━━ RECORD LIST
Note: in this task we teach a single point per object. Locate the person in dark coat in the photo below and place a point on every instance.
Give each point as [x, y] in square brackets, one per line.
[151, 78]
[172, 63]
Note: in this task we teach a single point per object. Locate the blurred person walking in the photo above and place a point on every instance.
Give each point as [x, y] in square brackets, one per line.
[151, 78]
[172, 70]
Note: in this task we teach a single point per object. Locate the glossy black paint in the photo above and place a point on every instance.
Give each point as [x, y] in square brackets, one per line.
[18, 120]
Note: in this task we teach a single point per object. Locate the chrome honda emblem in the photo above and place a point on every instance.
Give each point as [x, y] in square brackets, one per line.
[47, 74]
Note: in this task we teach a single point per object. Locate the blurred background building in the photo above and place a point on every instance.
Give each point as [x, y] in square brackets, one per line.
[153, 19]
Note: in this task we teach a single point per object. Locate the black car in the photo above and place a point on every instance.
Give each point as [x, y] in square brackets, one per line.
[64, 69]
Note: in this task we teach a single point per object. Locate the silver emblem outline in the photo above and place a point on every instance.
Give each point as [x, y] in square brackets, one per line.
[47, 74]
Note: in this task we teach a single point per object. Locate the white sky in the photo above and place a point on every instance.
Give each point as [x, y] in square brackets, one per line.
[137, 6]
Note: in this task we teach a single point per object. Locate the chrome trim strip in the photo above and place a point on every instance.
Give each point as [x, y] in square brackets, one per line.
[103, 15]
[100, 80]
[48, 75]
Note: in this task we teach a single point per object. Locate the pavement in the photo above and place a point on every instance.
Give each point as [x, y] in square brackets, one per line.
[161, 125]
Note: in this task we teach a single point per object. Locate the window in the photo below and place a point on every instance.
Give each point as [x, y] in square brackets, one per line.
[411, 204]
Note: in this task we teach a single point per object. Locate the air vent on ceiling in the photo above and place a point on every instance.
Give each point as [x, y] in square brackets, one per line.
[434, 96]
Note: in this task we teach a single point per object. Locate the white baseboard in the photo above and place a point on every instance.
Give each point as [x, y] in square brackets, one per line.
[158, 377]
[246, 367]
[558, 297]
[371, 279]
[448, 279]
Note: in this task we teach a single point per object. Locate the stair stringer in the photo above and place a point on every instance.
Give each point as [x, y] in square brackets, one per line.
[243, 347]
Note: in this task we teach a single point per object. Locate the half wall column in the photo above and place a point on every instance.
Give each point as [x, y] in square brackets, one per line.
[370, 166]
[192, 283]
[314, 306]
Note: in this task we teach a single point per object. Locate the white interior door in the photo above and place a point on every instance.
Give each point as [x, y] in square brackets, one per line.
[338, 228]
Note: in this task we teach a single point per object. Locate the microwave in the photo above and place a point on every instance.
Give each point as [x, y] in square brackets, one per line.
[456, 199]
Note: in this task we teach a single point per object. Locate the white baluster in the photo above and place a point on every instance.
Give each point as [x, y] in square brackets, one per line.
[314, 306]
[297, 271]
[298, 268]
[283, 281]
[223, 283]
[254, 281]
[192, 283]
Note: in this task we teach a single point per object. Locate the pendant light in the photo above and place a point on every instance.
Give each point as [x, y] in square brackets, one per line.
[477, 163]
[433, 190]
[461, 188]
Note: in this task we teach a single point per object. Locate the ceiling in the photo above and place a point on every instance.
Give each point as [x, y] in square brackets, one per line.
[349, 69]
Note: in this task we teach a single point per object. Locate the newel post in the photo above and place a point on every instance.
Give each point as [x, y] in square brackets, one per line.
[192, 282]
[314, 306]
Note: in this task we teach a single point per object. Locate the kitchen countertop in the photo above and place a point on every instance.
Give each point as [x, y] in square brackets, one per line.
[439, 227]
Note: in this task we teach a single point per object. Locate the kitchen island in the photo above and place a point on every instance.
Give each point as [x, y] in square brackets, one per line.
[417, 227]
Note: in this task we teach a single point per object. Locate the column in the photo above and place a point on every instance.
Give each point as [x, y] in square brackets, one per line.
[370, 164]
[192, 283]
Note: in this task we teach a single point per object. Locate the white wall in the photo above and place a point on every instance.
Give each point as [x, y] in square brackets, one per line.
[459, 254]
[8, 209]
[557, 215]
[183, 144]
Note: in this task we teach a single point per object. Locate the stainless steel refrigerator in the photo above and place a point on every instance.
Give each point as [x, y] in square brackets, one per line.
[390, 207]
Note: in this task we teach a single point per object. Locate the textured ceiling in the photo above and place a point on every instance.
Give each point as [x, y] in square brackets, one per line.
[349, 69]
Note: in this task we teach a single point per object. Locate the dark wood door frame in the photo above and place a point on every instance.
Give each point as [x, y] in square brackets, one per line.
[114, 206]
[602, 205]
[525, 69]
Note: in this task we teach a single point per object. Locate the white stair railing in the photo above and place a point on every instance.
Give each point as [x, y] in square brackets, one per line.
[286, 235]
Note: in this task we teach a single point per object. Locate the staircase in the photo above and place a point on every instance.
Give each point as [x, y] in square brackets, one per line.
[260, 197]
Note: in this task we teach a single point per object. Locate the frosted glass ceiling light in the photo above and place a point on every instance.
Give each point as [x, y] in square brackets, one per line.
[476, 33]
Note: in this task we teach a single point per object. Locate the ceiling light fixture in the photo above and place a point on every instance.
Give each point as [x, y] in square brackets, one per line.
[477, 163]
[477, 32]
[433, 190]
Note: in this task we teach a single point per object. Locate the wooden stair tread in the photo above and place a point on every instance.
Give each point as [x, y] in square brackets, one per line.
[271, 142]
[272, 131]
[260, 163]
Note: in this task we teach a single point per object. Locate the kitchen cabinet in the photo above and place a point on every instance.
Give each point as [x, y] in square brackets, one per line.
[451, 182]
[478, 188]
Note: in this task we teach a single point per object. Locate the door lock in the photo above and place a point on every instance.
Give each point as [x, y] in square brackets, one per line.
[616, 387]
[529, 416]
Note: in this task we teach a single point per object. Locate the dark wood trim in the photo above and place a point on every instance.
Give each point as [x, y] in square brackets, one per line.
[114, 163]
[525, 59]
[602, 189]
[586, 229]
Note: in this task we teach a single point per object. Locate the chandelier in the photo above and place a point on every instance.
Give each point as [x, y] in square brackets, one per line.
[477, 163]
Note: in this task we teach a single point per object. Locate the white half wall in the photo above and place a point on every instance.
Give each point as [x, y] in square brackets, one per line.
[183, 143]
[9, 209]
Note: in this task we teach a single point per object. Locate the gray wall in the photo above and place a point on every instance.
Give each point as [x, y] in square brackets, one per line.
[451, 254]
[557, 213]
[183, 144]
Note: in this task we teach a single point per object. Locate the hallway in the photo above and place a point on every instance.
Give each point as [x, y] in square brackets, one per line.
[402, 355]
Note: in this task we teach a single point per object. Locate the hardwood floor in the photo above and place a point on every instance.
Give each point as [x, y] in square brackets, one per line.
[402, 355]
━━━━
Rewrite the data above with every occurrence of "square brackets" switched to "parentheses", leaving everything else unchanged.

Note: in this task we teach a single point per object. Locate the person in dark coat in the photo below and place a point on every instance.
Give each point as [x, y] in parentheses, one per line.
[151, 78]
[172, 63]
Note: in this task we teach a single point per object. Locate the blurred person walking in the photo above and place a point on every instance.
Give each point as [x, y] in parentheses, one per line.
[151, 78]
[172, 70]
Note: in this task we teach a single point per object. Locate the glossy black paint in the photo above and place a point on every instance.
Give each point as [x, y] in parentheses, one per line.
[18, 120]
Note: in this task we teach a single point per object. Locate the chrome honda emblem in the photo above and place a point on every instance.
Give each point as [x, y] in parentheses, one per line.
[47, 74]
Note: in this task we teach a single point per object. Locate the blurred background building in the photo above and place a point on every instance.
Give each point as [x, y] in parentheses, one per line.
[153, 19]
Note: in this task we teach a single point per object. Locate the black car in the photo above and place a point on every instance.
Give each point as [x, y] in parentheses, one per line.
[64, 69]
Note: in this task we teach a single point per object. Locate the silver emblem outline in the photo above and place a point on every instance.
Give each point as [x, y] in parentheses, one per line.
[47, 74]
Note: in this task we teach a single point per object. Locate the white sky in the photo above and place a point on every instance.
Give each point as [x, y] in parentheses, one per line.
[137, 6]
Note: in this task we teach a single point per object. Locate the chrome trim strip in the photo above and place a point on every instance.
Give each point as [x, y] in parentheses, one per line.
[103, 15]
[100, 80]
[48, 75]
Note: in this task we teach a single point per object. Locate the pavement in the photo above and place a point on every instance.
Give each point as [x, y] in parentheses, one per line.
[161, 125]
Note: in this task we teach a single point per object. Locate the window in the photo below and place a point on every instance.
Give each point as [x, y] in parentheses, one per line.
[411, 204]
Note: in this task we teach a single point per object. Locate the air vent on ceiling in the photo above and place a point on every instance.
Give each point as [x, y] in parentheses, one per line.
[434, 96]
Note: in this task we teach a single point per object. Locate the white baseboard in the photo above and place a point on every instance.
Give each point as [x, y] in parentheses, one per line.
[158, 377]
[246, 367]
[558, 297]
[371, 279]
[448, 279]
Note: in this task we teach a single point per object. Locate the stair stringer in the photo above and place a point on every instance.
Give each point as [x, y] in parentheses, one per line.
[243, 347]
Note: in this task we teach a single point per object. Locate the half wall column in the photo above and place a point on every instance.
Give each point as [x, y] in parentheses, one per line.
[370, 166]
[192, 283]
[314, 306]
Note: in this task we teach a single point per object. Locate the white interior door in the photo above and place a point on every instance.
Give each point as [x, y] in parentheses, one per line.
[338, 228]
Note: in this task we teach a single point per object. Locate the microwave in the photo above and place a point on every instance.
Give each point as [x, y] in parentheses, one per line.
[456, 199]
Note: in this task we teach a single point per object. Locate the white baluster in the photo above and place a point on every instance.
Give each point as [x, y] in parentheses, one per line.
[314, 306]
[297, 271]
[298, 268]
[283, 281]
[223, 283]
[254, 281]
[192, 283]
Note: in this task we teach a single point per object. Locate the pendant light in the photo above and place a point on every instance.
Give each point as [x, y] in parentheses, one per line.
[477, 163]
[433, 190]
[461, 188]
Note: in this task we teach a single point per object. Locate the ceiling in the photo above and place a point on every instance.
Give each point as [x, y] in parentheses, one per line.
[349, 69]
Note: in this task we teach a single point per object. Locate the newel post in the photo above and place a point on every instance.
Give each point as [x, y] in parentheses, one per line.
[192, 282]
[314, 306]
Note: in this task we teach a single point per object. Locate the kitchen countertop in the photo above and place a point on every instance.
Give each point as [x, y] in parentheses, one per line.
[439, 227]
Note: in this task we teach a single point per object. Locate the kitchen island in the photo above and place a point on every instance.
Give each point as [x, y] in parentheses, one per line.
[417, 227]
Note: in this task we teach a single point per object. Locate the column in the photo above and place a point on every instance.
Give each point as [x, y] in parentheses, one per line.
[370, 164]
[192, 283]
Note: in this task we teach a single point per object. Locate the white wall in the photo above and place a point on every instance.
Give each point as [x, y] in parentheses, one per line.
[459, 254]
[8, 209]
[557, 215]
[183, 144]
Note: in this task we teach a single point per object. Locate the stainless steel refrigerator in the photo above and place a point on every instance.
Give each point as [x, y] in parentheses, one per line.
[390, 207]
Note: in this task we teach a single point per object. Locate the textured ceiling in the photo above and place a point on every instance.
Give each point as [x, y] in parentheses, one per line.
[349, 69]
Note: in this task we teach a single point per object. Locate the dark wood door frame in the photo above and place a point on every instance.
Give each point as [x, y] in parentheses, one per line.
[114, 206]
[602, 205]
[525, 69]
Note: in this task we teach a single point per object. Locate the white stair railing in the photo above and place a point on every instance.
Give each point as [x, y] in parentheses, one per line.
[286, 235]
Note: in this task we teach a single point per object. Locate the staircase in the photo above and place a point on every instance.
Give each point as [x, y] in parentheses, one per line.
[260, 197]
Note: in this task we teach a single point per object. Locate the frosted glass ceiling light in the photo above and place a point on every instance.
Give each point as [x, y] in parentheses, one per line.
[476, 33]
Note: in this task we teach a single point per object. Locate the ceiling light fixture in the photo above and place a point on every instance.
Give each point as [x, y] in parentheses, one per line.
[477, 163]
[477, 32]
[433, 190]
Note: in this task we teach a single point per object. Locate the wooden stair tread in the photo above and place a point on every instance.
Give each point as [x, y] in parentheses, one per line.
[271, 142]
[272, 131]
[260, 163]
Note: in this task we teach a single point per object. Locate the kitchen cabinet in the photo above and place a point on every instance.
Give each point as [x, y] in parentheses, one per line.
[451, 182]
[478, 188]
Note: in this task we teach a single point per object. Locate the door lock in the photo above and place a point on every instance.
Give each point as [x, y] in parentheses, one per line.
[616, 387]
[529, 416]
Note: in this task we teach a single point per object. Locate the dark wood trim in the photo above and place a point on every instance.
Give each point as [x, y] in parentheses, one per line.
[114, 163]
[525, 59]
[602, 189]
[586, 229]
Note: in this task we teach a single point per object. Locate the chandelier in the photo above and place a point on every instance.
Give each point as [x, y] in parentheses, one per line.
[477, 163]
Note: in this task we teach a single point per object. Locate the white half wall in the photo above and place a point on every instance.
Give each point as [x, y] in parentheses, one per line.
[183, 143]
[9, 209]
Note: in this task we teach a single point per object. Locate the gray wall in the photo above and place a point on every instance.
Give each point as [x, y] in parentheses, one per line.
[451, 254]
[557, 213]
[183, 144]
Note: in this task we teach a single point per object. Locate the hallway in the photo above and place a point on every instance.
Give each point as [x, y] in parentheses, one per line.
[402, 355]
Note: in this task we teach a single point per object. Locate the hardwood floor in the photo above and place a point on every instance.
Give each point as [x, y] in parentheses, one per line.
[402, 355]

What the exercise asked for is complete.